### ABOUT THIS TASK
Could you reproduce, word for word, the court opinion excerpt below on whether the evidence supports the abortion conviction?

Defendant did not testify or offer any evidence in her own behalf other than cross-examination of Mary Lou and Officer Galindo.

The evidence we have recited is manifestly sufficient to sustain the judgment. Cf. People v. Holbrook, 45 Cal.2d 228, 288 P.2d 1; People v. Raffington, 98 Cal.App.2d 455, 220 P.2d 967; People v. Pollum, 97 Cal.App.2d 173, 217 P.2d 463; People v. Fowler, 119 Cal.App.2d 657, 260 P.2d 89; People v. Reed, 128 Cal.App.2d 499, 275 P.2d 633; People v. Berger, 128 Cal.App.2d 509, 275 P.2d 799. It is argued that the corpus delicti was not established in that a criminal intent on the part of defendant to procure an abortion was not proved. The testimony of Mary Lou detailed the entire offense. Defendant in effect admitted committing the offense. The evidence clearly shows a specific intent to procure an abortion. It is only when the abortee testifies to the connection of the accused with the crime that she must be corroborated in order to justify conviction. People v. Richardson, 161 Cal. 552, 563, 120 P. 20; People v. Ames, 151 Cal.App.2d 714, 728, 312 P.2d 1111. It is also argued there was no evidence that defendant had actual knowledge of the pregnancy of Mary Lou or that there existed a belief on her part that Mary Lou was pregnant. The argument is entirely without merit.

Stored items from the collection
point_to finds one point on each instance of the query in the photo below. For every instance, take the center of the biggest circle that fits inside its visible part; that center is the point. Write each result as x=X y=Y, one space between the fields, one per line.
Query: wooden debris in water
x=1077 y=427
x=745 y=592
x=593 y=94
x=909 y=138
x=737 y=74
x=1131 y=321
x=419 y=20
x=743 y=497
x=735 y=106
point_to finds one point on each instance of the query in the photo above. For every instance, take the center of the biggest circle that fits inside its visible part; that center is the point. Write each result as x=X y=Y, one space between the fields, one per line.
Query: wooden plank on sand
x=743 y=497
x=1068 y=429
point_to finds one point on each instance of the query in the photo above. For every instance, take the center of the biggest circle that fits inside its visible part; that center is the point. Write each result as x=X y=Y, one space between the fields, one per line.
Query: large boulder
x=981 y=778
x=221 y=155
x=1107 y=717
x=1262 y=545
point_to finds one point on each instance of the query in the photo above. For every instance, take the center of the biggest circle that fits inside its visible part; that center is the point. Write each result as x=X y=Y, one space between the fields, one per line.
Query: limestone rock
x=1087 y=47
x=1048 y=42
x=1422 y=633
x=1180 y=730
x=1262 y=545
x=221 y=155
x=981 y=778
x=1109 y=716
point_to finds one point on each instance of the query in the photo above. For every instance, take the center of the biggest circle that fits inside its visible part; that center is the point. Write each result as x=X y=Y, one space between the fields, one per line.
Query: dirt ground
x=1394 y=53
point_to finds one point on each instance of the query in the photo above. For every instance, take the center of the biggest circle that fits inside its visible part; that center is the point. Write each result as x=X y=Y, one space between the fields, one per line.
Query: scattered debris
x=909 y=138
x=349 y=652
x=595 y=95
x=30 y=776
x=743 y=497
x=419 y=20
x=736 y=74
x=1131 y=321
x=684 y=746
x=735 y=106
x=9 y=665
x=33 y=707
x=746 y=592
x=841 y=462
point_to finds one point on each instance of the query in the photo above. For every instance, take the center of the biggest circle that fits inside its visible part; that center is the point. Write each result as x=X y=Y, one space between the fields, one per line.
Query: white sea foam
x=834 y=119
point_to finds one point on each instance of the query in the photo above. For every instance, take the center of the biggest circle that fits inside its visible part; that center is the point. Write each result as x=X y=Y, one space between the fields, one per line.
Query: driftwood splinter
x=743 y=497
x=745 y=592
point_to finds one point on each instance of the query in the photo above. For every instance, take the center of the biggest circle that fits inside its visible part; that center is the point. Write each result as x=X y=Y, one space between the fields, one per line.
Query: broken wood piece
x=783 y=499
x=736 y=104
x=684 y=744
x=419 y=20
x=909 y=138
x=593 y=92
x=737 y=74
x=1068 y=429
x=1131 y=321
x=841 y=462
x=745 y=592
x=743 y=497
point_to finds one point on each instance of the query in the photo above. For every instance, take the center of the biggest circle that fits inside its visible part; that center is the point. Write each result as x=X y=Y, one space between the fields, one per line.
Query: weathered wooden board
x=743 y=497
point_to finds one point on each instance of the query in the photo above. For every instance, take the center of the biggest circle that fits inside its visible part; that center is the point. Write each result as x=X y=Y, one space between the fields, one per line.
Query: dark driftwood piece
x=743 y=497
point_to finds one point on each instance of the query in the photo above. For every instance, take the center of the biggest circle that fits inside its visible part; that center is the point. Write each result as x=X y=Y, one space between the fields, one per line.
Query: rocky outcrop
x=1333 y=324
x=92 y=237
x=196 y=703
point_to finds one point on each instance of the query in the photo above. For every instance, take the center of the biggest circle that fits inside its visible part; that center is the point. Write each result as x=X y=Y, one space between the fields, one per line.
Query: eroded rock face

### ANSWER
Defendant did not testify or offer any evidence in her own behalf other than cross-examination of Mary Lou and Officer Galindo.

The evidence we have recited is manifestly sufficient to sustain the judgment. Cf. People v. Holbrook, 45 Cal.2d 228, 288 P.2d 1; People v. Raffington, 98 Cal.App.2d 455, 220 P.2d 967; People v. Pollum, 97 Cal.App.2d 173, 217 P.2d 463; People v. Fowler, 119 Cal.App.2d 657, 260 P.2d 89; People v. Reed, 128 Cal.App.2d 499, 275 P.2d 633; People v. Berger, 128 Cal.App.2d 509, 275 P.2d 799. It is argued that the corpus delicti was not established in that a criminal intent on the part of defendant to procure an abortion was not proved. The testimony of Mary Lou detailed the entire offense. Defendant in effect admitted committing the offense. The evidence clearly shows a specific intent to procure an abortion. It is only when the abortee testifies to the connection of the accused with the crime that she must be corroborated in order to justify conviction. People v. Richardson, 161 Cal. 552, 563, 120 P. 20; People v. Ames, 151 Cal.App.2d 714, 728, 312 P.2d 1111. It is also argued there was no evidence that defendant had actual knowledge of the pregnancy of Mary Lou or that there existed a belief on her part that Mary Lou was pregnant. The argument is entirely without merit.